» What is being asked:
Scale the listing from its first line through the line that contains "380), (284, 320)]", reproducing every line, requests included. Multiply each answer coordinate by 1.5 and round to whole numbers with halves going up, leave the requests and their sample bodies unchanged, and return only those lines.

Lines of data
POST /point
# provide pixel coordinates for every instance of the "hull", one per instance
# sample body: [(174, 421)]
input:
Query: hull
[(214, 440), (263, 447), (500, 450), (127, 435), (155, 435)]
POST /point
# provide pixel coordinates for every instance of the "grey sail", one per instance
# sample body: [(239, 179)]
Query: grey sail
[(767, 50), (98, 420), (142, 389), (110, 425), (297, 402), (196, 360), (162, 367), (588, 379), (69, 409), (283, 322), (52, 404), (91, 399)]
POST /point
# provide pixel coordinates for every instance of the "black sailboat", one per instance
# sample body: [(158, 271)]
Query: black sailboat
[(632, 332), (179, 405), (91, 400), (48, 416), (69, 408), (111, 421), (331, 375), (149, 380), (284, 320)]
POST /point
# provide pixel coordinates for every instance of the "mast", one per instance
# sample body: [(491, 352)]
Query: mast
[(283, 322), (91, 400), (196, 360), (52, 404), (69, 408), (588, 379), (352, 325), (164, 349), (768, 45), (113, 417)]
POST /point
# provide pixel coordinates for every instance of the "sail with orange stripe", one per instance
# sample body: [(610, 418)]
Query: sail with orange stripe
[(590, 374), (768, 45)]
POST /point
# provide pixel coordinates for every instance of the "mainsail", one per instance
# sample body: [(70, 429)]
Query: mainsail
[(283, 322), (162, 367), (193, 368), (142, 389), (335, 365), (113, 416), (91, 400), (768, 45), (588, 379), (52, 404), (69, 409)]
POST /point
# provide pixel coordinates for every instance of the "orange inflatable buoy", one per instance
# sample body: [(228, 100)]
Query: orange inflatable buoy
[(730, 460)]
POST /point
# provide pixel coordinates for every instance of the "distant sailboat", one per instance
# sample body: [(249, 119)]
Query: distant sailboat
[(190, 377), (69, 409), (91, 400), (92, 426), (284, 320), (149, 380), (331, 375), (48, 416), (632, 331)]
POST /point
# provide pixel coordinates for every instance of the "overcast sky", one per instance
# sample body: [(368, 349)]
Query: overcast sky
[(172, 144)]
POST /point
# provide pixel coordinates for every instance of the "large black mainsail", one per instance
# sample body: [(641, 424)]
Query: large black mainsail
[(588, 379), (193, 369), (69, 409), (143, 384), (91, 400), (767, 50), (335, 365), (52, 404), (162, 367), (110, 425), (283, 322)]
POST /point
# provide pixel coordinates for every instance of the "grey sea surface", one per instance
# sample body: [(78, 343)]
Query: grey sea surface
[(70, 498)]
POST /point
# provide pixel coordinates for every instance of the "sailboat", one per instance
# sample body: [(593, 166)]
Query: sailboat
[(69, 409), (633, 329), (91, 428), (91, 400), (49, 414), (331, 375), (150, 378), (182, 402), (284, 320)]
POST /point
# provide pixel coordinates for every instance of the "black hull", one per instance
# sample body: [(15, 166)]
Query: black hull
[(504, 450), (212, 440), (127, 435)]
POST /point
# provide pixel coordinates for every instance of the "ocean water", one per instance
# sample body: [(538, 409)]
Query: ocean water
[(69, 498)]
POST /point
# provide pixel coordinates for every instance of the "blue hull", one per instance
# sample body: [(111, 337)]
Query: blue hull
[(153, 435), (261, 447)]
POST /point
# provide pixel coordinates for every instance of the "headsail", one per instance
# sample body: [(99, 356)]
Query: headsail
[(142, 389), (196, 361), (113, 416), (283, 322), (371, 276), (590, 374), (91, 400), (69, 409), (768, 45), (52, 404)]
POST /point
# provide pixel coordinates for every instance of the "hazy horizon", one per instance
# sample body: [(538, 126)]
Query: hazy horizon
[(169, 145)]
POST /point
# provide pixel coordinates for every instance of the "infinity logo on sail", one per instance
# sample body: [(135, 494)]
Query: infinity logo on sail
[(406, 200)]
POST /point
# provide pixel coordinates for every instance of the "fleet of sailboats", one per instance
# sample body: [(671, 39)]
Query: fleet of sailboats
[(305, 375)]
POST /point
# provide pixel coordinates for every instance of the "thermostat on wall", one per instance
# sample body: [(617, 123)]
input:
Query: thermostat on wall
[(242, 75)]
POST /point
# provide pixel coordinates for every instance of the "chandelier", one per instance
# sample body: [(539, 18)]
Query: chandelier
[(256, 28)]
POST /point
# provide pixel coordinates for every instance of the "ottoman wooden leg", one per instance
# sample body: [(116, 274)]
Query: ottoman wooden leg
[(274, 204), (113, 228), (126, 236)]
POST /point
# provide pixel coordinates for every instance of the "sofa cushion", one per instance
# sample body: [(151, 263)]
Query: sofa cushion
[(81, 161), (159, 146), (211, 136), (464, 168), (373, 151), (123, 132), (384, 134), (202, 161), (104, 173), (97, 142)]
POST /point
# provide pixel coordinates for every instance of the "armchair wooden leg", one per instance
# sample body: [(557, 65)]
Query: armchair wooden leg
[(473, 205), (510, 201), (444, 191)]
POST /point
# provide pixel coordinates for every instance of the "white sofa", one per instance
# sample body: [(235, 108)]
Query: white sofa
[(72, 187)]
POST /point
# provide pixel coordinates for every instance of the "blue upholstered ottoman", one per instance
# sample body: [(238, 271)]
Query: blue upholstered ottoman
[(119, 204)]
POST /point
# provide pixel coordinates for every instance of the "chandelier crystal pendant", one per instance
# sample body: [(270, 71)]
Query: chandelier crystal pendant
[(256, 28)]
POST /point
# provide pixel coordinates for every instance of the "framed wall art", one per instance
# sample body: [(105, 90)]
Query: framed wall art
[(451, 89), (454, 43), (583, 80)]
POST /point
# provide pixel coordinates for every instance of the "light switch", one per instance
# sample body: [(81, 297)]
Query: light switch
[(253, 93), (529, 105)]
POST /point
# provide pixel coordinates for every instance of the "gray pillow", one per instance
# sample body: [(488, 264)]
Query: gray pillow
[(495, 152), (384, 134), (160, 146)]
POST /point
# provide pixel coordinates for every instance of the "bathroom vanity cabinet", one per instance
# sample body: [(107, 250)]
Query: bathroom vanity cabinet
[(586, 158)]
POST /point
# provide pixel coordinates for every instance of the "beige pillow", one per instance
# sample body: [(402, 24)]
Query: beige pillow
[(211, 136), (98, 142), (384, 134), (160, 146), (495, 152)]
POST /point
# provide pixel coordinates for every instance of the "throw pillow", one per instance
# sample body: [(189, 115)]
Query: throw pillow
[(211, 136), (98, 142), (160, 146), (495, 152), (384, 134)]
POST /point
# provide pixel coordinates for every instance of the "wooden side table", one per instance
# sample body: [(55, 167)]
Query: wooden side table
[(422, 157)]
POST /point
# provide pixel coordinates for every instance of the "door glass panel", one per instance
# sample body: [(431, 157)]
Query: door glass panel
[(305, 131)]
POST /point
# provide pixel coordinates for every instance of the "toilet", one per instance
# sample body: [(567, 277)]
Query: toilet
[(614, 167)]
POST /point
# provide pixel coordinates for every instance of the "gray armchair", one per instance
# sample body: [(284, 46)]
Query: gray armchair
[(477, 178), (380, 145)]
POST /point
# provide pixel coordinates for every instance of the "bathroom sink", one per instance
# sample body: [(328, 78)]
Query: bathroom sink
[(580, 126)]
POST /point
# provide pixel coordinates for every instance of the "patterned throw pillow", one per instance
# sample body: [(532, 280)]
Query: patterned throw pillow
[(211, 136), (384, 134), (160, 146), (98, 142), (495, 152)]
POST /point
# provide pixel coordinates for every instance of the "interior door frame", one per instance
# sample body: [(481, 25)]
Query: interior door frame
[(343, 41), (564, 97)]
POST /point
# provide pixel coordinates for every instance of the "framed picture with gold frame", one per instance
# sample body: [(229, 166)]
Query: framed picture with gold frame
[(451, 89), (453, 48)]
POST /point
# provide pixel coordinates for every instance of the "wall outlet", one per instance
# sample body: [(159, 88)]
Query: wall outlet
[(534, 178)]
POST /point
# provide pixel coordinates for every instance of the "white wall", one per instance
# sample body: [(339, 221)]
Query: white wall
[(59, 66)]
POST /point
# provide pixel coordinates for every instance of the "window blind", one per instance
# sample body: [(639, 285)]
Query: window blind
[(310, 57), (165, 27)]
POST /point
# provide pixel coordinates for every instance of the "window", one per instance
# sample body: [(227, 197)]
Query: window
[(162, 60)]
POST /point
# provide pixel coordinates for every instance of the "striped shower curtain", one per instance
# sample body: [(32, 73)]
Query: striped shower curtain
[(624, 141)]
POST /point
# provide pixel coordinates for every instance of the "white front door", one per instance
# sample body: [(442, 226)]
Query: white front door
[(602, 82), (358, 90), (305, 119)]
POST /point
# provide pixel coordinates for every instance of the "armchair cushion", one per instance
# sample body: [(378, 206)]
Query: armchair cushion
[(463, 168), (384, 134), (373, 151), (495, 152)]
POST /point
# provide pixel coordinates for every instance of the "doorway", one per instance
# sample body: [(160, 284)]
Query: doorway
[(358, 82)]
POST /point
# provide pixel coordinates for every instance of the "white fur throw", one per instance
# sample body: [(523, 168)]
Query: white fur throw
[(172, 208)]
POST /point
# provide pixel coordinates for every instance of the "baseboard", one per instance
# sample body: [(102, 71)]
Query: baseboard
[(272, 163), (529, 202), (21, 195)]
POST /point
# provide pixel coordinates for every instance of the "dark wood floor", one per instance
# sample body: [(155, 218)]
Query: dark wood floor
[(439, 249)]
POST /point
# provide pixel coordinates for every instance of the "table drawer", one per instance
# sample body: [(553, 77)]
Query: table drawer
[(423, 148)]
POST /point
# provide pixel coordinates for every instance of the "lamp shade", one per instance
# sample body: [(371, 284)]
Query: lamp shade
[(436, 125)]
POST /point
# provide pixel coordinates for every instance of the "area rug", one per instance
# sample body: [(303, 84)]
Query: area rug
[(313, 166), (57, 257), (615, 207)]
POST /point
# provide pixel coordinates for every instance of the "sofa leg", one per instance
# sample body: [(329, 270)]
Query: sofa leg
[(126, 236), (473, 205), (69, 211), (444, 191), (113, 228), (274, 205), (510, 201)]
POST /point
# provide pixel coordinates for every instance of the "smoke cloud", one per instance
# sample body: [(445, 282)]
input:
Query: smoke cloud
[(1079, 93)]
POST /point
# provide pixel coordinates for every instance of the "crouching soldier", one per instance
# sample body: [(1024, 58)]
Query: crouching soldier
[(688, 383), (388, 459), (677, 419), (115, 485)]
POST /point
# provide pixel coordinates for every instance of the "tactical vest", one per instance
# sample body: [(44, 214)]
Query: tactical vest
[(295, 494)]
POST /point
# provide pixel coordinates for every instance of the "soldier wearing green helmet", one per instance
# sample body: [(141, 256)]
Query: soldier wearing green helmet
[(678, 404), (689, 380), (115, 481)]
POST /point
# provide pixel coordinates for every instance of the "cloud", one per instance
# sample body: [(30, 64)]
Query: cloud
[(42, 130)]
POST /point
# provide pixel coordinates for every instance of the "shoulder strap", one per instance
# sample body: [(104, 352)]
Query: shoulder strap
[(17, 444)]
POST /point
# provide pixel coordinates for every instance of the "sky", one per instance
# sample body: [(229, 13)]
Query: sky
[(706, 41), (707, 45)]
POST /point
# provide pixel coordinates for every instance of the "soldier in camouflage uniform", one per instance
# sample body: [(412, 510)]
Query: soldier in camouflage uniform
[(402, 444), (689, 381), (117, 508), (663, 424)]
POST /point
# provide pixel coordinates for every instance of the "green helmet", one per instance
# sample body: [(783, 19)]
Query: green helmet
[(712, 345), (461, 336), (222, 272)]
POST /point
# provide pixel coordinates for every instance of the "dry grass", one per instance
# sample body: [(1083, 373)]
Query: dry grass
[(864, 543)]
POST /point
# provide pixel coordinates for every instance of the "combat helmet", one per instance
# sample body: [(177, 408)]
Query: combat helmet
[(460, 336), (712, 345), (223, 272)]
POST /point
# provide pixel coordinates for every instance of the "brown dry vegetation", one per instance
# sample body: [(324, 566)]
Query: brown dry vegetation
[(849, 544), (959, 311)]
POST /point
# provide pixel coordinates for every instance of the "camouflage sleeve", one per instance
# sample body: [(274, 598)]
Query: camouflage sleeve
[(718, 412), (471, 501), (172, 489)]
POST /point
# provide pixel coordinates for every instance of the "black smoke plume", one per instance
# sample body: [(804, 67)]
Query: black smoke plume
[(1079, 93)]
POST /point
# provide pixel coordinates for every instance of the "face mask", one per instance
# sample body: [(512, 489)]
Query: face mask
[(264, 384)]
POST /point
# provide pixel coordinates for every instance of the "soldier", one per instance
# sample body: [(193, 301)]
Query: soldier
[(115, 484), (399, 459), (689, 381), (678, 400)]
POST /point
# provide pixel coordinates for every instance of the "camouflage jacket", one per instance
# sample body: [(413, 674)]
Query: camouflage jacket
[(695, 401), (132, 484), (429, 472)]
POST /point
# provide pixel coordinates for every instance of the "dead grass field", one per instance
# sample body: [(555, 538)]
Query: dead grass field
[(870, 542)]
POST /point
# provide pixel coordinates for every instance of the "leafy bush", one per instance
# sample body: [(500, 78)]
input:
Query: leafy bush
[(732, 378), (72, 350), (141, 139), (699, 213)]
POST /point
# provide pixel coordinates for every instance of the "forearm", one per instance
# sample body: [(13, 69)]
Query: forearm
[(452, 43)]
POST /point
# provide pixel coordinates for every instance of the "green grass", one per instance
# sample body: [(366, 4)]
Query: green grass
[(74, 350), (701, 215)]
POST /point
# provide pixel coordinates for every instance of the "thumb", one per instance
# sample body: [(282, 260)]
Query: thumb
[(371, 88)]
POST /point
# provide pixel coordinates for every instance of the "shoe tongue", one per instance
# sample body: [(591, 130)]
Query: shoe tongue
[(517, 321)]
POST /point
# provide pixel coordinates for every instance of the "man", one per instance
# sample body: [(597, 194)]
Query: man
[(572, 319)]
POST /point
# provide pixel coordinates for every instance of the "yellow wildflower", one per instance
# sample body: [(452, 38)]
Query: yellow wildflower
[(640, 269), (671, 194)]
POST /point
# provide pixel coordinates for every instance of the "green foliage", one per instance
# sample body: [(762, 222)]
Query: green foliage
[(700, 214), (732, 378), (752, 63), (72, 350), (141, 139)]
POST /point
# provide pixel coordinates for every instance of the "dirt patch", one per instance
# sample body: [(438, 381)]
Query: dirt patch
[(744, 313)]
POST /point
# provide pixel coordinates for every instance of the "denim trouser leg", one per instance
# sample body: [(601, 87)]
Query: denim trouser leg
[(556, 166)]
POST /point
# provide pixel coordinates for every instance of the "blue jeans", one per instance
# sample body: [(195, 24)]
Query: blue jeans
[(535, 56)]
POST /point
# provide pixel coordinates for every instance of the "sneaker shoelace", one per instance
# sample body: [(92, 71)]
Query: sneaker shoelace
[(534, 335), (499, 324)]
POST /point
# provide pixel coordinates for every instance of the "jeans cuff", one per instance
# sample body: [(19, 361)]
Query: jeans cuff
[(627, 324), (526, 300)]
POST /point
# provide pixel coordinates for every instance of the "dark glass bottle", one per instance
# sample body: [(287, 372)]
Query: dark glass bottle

» Answer in full:
POST /point
# provide pixel coordinates for every instance of the "hull", one per instance
# sample body: [(174, 421)]
input:
Query: hull
[(321, 660), (395, 671), (750, 675), (191, 653), (233, 653)]
POST /point
# provide pixel coordinates for every instance of the "grey sail", one per instance
# sample body: [(239, 179)]
Query: grey sail
[(1151, 75), (147, 630), (213, 584), (165, 638), (446, 603), (294, 540), (243, 551), (882, 569), (104, 614), (425, 483), (78, 606), (137, 599)]
POST /point
# provide pixel coordinates for every instance of the "black sailboat", one per instance
# sample body: [(158, 271)]
Query: black sailboat
[(948, 498), (269, 608), (137, 600), (72, 624), (104, 612), (167, 632), (497, 563), (224, 570), (426, 480)]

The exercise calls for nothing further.